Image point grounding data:
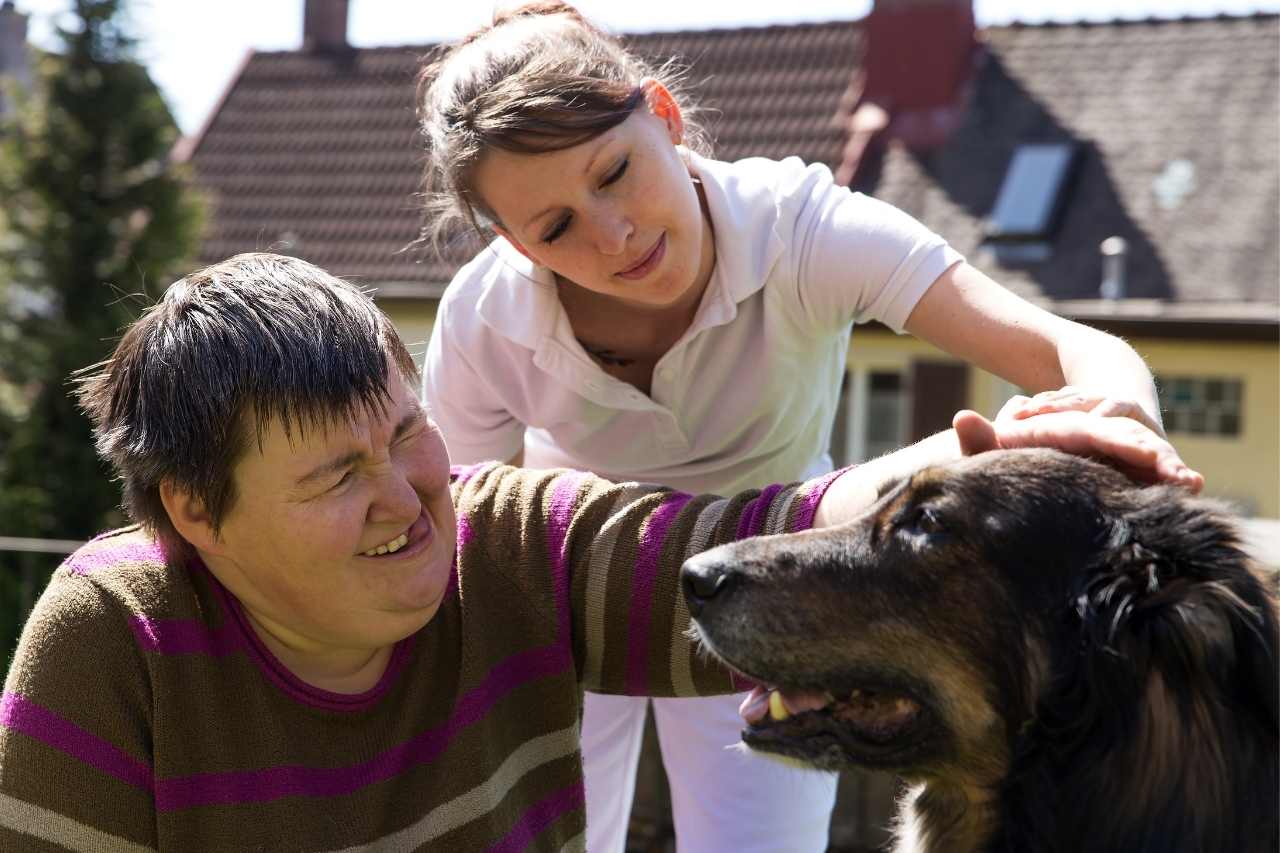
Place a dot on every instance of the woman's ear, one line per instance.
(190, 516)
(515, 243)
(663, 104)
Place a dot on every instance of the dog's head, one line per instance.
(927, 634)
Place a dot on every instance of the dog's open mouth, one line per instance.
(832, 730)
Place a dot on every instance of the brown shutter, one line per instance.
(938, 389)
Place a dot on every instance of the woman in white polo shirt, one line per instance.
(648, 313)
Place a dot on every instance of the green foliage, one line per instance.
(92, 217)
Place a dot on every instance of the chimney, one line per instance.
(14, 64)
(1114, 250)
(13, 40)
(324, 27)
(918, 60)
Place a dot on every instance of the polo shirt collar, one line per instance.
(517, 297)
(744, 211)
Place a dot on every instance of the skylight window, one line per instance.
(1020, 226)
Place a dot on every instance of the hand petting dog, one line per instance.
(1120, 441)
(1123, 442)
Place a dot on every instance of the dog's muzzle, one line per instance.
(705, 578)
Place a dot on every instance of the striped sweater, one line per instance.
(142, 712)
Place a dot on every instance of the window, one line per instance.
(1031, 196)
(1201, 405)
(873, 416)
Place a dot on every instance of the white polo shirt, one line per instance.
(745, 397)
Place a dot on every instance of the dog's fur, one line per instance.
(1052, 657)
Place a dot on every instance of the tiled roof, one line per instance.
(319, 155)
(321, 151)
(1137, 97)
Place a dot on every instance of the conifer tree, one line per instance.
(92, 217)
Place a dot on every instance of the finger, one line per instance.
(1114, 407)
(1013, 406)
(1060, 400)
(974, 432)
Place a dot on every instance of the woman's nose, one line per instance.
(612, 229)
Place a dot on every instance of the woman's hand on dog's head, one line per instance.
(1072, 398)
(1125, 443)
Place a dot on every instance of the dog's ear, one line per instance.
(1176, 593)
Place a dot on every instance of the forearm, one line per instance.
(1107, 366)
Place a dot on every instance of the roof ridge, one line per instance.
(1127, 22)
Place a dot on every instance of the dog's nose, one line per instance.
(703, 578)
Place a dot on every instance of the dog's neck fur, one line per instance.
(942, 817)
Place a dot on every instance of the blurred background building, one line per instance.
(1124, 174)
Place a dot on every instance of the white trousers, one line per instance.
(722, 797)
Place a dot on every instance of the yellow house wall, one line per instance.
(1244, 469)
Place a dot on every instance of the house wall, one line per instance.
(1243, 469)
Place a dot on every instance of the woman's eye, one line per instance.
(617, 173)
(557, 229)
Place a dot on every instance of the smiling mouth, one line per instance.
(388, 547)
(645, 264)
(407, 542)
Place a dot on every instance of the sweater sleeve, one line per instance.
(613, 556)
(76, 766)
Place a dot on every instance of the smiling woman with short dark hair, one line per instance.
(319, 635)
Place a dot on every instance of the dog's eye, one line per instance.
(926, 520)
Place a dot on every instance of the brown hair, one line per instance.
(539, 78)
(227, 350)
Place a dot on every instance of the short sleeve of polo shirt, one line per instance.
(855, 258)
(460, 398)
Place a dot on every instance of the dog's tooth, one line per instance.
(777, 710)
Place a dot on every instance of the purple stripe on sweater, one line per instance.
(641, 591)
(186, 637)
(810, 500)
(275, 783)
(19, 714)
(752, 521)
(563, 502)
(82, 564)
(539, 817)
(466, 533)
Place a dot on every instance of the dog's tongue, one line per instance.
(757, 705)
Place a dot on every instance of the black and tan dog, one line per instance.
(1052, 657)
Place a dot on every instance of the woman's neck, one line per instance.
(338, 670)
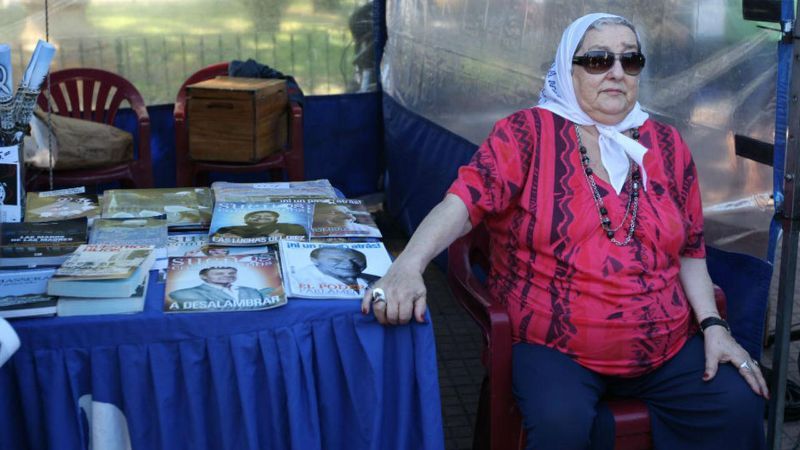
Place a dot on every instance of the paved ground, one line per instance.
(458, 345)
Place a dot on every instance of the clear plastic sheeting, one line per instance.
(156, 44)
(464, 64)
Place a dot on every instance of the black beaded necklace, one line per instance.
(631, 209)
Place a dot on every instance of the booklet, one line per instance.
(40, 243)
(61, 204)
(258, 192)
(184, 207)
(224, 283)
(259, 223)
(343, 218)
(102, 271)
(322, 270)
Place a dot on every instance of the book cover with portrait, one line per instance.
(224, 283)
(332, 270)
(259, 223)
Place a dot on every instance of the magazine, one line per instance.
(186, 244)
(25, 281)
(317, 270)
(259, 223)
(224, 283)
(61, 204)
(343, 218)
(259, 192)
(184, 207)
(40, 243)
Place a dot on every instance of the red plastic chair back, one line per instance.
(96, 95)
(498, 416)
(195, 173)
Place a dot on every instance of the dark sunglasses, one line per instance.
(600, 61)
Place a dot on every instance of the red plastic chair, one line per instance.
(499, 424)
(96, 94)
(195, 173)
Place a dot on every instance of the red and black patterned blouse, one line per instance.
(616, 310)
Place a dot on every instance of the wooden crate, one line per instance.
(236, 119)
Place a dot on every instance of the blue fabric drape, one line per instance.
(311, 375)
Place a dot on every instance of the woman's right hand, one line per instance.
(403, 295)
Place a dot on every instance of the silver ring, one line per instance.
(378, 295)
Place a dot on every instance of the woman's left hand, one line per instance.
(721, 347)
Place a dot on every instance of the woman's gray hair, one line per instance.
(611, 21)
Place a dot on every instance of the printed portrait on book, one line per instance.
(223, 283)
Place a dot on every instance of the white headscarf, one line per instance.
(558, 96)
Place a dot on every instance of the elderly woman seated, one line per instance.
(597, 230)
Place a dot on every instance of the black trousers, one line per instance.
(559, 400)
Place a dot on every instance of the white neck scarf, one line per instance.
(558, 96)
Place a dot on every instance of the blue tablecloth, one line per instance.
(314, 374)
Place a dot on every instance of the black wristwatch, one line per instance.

> _WHAT YOU ARE ASKED TO DO_:
Your reply should hold every line above exactly as written and none of the pictures.

> _RESULT FOR THIS EXERCISE_:
Place a dot on every instance of the woman's ear, one line per instance.
(190, 516)
(515, 243)
(663, 104)
Place a dot on every instance of the dog's head, one line per instance.
(927, 634)
Place a dot on every instance of the dog's open mouth, one line per instance.
(832, 730)
Place a dot on every instance of the brown shutter, one line per instance.
(938, 389)
Place a dot on every instance of the woman in white polo shirt, one line per instance.
(648, 313)
Place a dot on every instance of the green foliage, one line per instance.
(92, 217)
Place a dot on every instance of the chimney, one line per instance.
(14, 64)
(1114, 250)
(13, 40)
(324, 27)
(918, 60)
Place a dot on every instance of the polo shirt collar, one line per instance.
(517, 297)
(744, 211)
Place a dot on every instance of the skylight window, one line per instance.
(1020, 226)
Place a dot on every instance of the hand petting dog, one line per instance.
(1120, 441)
(1123, 442)
Place a dot on every instance of the dog's muzzle, one line per instance.
(705, 578)
Place a dot on every instance of the striped sweater, one line per instance.
(142, 712)
Place a dot on every instance of the window, one line per instance.
(1031, 196)
(1201, 405)
(873, 416)
Place a dot on every instance of the white polo shirt, one line per instance.
(745, 397)
Place a dot on every instance of the dog's fur, one line per instance.
(1052, 657)
Place a dot on every instance of the tiled roof, one line per instance.
(319, 155)
(321, 151)
(1137, 97)
Place a dot on every instance of the conifer tree, one line per instance.
(92, 217)
Place a dot on every instance of the finger, one line per instance.
(1114, 407)
(1013, 406)
(1060, 400)
(974, 432)
Place a dot on every instance of the woman's nose, one line per instance.
(612, 229)
Place a dot on every instance of the woman's hand on dog's head, one line per instance.
(1072, 398)
(1125, 443)
Place a dot on every instance of the dog's ear, one line per instance.
(1176, 593)
Place a dot on every instance of the forearm, one line per instance.
(1107, 366)
Place a dot on every instance of the roof ridge, one line per instance.
(1127, 22)
Place a dot on every instance of the dog's nose, one line per instance.
(703, 578)
Place a dot on every instance of the dog's neck fur, one line per instance.
(942, 817)
Place a dot on every instance of the blurred background building, one line per instance.
(1124, 174)
Place a dot on every instance of the white trousers, one line per instance.
(722, 797)
Place a dot on every instance of the yellow house wall, one line per instance.
(1244, 469)
Place a dot on every instance of the house wall, one line per instance.
(1243, 469)
Place a dot on every instance of the woman's eye, one line per instance.
(617, 173)
(557, 229)
Place a dot on every instance of the smiling mouth, one line per instance.
(388, 547)
(645, 264)
(407, 542)
Place a dot on every instance of the sweater sleeve, one line per instance.
(613, 556)
(76, 766)
Place a dot on every instance of the smiling woman with short dark hair, one line per instance.
(319, 635)
Place a dot on every instance of the dog's eye, one line per instance.
(926, 520)
Place a dot on every instance of the brown hair, one line per instance.
(539, 78)
(227, 350)
Place a dot on every instance of the short sleeve of polo shirt, one line per instance.
(855, 258)
(460, 398)
Place a dot on every instance of the dog's tooth, one line per instance.
(777, 710)
Place a dot on every instance of the purple stripe on sweater, one line per instance.
(641, 591)
(186, 637)
(810, 500)
(275, 783)
(19, 714)
(752, 521)
(563, 502)
(82, 564)
(539, 817)
(466, 533)
Place a dot on every instance of the dog's tongue, one line per instance.
(757, 705)
Place a dot on every instance of the black and tan dog, one line per instance.
(1052, 657)
Place a dot on every instance of the woman's neck, one line per instance.
(338, 670)
Place a dot on every instance of the paved ground, one line per instance.
(458, 345)
Place a dot on every instance of the clear plastic sheeting, one line per instance.
(156, 44)
(464, 64)
Place a dot on every instance of the black beaded necklace, one line per instance.
(631, 209)
Place a dot on every instance of the booklet, one line per instance.
(40, 243)
(61, 204)
(258, 192)
(184, 207)
(224, 283)
(259, 223)
(343, 218)
(102, 271)
(322, 270)
Place a dot on every instance of the book cover with portrait, one line per instance.
(224, 283)
(332, 270)
(259, 223)
Place a dot on every instance of the magazine, one line per instance.
(186, 244)
(25, 281)
(317, 270)
(259, 223)
(224, 283)
(61, 204)
(343, 218)
(259, 192)
(184, 207)
(40, 243)
Place a dot on every instance of the red plastic chair back, one line per instance.
(96, 95)
(498, 416)
(195, 173)
Place a dot on every instance of the dark sunglasses, one line per instance.
(600, 61)
Place a dot on every instance of the red plastic chair, one line per instance.
(499, 424)
(96, 94)
(195, 173)
Place a dot on every instance of the red and black patterned blouse, one line per instance.
(616, 310)
Place a dot on every instance of the wooden crate, one line per instance.
(236, 119)
Place a dot on every instance of the blue fabric drape, one line per instance.
(311, 375)
Place a dot on every instance of the woman's right hand, one line per instance.
(403, 295)
Place a dot on every instance of the silver ring, one line per instance.
(378, 295)
Place a dot on every instance of the woman's left hand, one line per instance.
(721, 347)
Place a dot on every instance of the woman's gray hair, one line per instance.
(611, 21)
Place a dot on every instance of the printed portrait on book, one line per instance.
(223, 283)
Place a dot on every instance of the white headscarf, one line per instance.
(558, 96)
Place a dot on every instance of the elderly woman seated, one line per instance.
(597, 230)
Place a dot on every instance of the black trousers, one line per instance.
(559, 400)
Place a dot on every instance of the white neck scarf, one line per instance.
(558, 96)
Place a dot on every instance of the blue tablecloth, one line per instance.
(314, 374)
Place a dot on every instance of the black wristwatch, one line per instance.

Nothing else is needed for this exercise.